Task objective: Please recast every line of the listing below as a JSON array of strings, one string per line, leaving out any blank lines.

Provided data:
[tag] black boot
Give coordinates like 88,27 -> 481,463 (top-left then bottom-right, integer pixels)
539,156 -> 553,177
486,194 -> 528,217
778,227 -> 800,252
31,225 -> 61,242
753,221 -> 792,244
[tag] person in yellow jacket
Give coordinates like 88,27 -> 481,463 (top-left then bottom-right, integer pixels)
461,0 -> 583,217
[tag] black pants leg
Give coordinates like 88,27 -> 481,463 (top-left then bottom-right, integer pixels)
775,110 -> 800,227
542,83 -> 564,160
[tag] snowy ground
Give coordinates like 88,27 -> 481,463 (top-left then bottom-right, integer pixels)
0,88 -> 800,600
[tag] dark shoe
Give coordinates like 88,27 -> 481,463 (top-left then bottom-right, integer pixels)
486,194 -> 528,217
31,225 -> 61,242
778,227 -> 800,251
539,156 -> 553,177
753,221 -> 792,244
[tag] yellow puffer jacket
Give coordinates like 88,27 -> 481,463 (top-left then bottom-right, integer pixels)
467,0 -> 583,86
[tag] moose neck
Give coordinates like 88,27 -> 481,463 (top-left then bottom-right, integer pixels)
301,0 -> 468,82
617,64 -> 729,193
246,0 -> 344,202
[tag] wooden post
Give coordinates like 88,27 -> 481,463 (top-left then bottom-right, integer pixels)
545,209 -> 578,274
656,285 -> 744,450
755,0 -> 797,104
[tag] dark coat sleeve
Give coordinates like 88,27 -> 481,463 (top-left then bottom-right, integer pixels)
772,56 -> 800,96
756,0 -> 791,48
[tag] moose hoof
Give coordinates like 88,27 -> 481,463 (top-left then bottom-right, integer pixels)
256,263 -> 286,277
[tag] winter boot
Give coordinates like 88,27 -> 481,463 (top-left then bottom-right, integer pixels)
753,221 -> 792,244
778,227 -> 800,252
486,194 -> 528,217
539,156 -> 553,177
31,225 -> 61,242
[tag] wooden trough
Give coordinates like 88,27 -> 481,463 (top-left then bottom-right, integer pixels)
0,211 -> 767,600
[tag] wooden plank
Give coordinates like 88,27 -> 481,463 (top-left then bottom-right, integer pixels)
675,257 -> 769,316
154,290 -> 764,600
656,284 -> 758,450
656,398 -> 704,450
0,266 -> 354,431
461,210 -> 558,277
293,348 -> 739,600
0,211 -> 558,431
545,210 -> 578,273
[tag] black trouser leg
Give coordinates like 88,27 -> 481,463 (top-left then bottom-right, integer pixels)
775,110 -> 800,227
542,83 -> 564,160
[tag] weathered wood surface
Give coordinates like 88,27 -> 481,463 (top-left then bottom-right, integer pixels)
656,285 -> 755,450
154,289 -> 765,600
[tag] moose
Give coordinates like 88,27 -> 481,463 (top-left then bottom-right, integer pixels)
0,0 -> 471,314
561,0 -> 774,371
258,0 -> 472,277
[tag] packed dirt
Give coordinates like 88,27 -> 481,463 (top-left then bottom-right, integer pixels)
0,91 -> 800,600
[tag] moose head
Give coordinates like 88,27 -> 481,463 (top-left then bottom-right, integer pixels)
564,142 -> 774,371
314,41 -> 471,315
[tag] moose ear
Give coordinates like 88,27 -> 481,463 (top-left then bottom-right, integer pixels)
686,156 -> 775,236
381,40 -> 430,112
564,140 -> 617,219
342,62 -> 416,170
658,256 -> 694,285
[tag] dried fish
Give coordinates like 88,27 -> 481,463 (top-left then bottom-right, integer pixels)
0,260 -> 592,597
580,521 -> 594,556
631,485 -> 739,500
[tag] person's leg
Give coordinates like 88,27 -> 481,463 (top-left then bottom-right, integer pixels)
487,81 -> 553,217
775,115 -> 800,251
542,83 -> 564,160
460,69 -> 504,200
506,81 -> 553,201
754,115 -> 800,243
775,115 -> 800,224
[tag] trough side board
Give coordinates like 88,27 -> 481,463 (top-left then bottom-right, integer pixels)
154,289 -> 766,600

Solution:
[
  "[tag] black boot",
  "Give coordinates like 88,27 -> 481,463 (top-left then bottom-right, integer pixels)",
  "539,156 -> 553,177",
  "486,194 -> 528,217",
  "778,227 -> 800,252",
  "31,225 -> 61,242",
  "753,221 -> 792,244",
  "[tag] person in yellow jacket",
  "Give coordinates like 88,27 -> 481,463 (top-left then bottom-right, integer pixels)",
  "461,0 -> 583,217",
  "[tag] black pants leg",
  "Give coordinates like 88,27 -> 481,463 (top-left then bottom-right, integer pixels)",
  "775,110 -> 800,227",
  "542,83 -> 564,160",
  "[tag] snowy ground",
  "Give coordinates like 88,27 -> 481,463 (top-left then bottom-right, integer pixels)",
  "0,88 -> 800,600",
  "[tag] dark shoe",
  "Give coordinates like 88,27 -> 481,463 (top-left then bottom-right, integer pixels)",
  "486,194 -> 528,217",
  "31,225 -> 61,242",
  "778,227 -> 800,251",
  "539,156 -> 553,177",
  "753,221 -> 792,244",
  "[tag] yellow puffer jacket",
  "Give coordinates like 88,27 -> 481,463 (top-left then bottom-right, integer pixels)",
  "467,0 -> 583,86",
  "[tag] moose neck",
  "Give coordinates like 88,27 -> 481,463 (top-left then bottom-right, integer pixels)",
  "301,0 -> 468,82",
  "617,64 -> 729,193",
  "246,0 -> 344,202",
  "[tag] wooden post",
  "Give coordinates like 88,27 -> 481,463 (top-left then bottom-right, integer pixels)",
  "545,209 -> 578,274",
  "656,285 -> 744,450",
  "755,0 -> 797,104",
  "[tag] dark coat sleeve",
  "Give coordinates like 88,27 -> 481,463 (top-left then bottom-right, integer pixels)",
  "772,56 -> 800,96",
  "756,0 -> 791,48",
  "[tag] moose hoof",
  "Give coordinates like 88,27 -> 481,463 (top-left then bottom-right, integer pixels)",
  "256,263 -> 286,277",
  "[tag] winter boot",
  "Give coordinates like 88,27 -> 481,463 (top-left then bottom-right, integer pixels)",
  "753,221 -> 792,244",
  "778,227 -> 800,252",
  "486,194 -> 528,217",
  "539,156 -> 553,177",
  "31,225 -> 61,242",
  "[tag] wooden trough",
  "Give coordinates like 88,27 -> 481,463 (top-left then bottom-right, integer pixels)",
  "0,211 -> 767,600",
  "[tag] wooden plank",
  "Give coordinates like 88,27 -> 481,463 (top-left then bottom-right, integer pixels)",
  "675,257 -> 769,316",
  "154,290 -> 764,600",
  "656,284 -> 758,450",
  "656,398 -> 704,450",
  "0,266 -> 354,431",
  "461,210 -> 558,277",
  "293,348 -> 739,600",
  "0,211 -> 558,431",
  "545,210 -> 578,273",
  "[tag] black trouser leg",
  "Give coordinates like 88,27 -> 481,463 (top-left then bottom-right, integer pixels)",
  "775,110 -> 800,227",
  "542,83 -> 564,160",
  "[tag] weathered wood surface",
  "Give coordinates like 88,27 -> 481,463 (top-left then bottom-right, integer pixels)",
  "656,285 -> 755,450",
  "154,289 -> 765,600",
  "[tag] moose",
  "Give coordinates like 88,27 -> 481,463 (top-left then bottom-right, integer pixels)",
  "0,0 -> 471,314",
  "561,0 -> 774,371",
  "258,0 -> 472,277",
  "[tag] packed dirt",
  "Give coordinates like 88,27 -> 481,463 (top-left then bottom-right, integer pixels)",
  "0,91 -> 800,600",
  "[tag] moose head",
  "Give coordinates like 88,27 -> 481,463 (top-left then bottom-right, integer pixels)",
  "564,142 -> 774,371",
  "314,41 -> 471,315",
  "[tag] moose ear",
  "Give coordinates like 88,27 -> 481,463 (top-left then bottom-right, integer pixels)",
  "686,156 -> 775,236",
  "381,40 -> 430,112",
  "564,140 -> 617,219",
  "342,62 -> 416,170",
  "658,256 -> 694,285",
  "[tag] dried fish",
  "Give coordinates like 88,27 -> 481,463 (top-left then bottom-right, integer pixels)",
  "0,260 -> 592,597",
  "580,521 -> 594,556",
  "631,485 -> 739,500",
  "[tag] person's leg",
  "Give coordinates like 88,27 -> 481,463 (top-left then bottom-right, integer pixels)",
  "487,81 -> 553,217",
  "775,115 -> 800,251",
  "542,83 -> 564,160",
  "460,69 -> 504,200",
  "506,81 -> 553,201",
  "754,115 -> 800,243",
  "775,115 -> 800,224",
  "[tag] trough side board",
  "Give coordinates like 88,27 -> 481,463 (top-left then bottom-right, integer pixels)",
  "154,289 -> 766,600"
]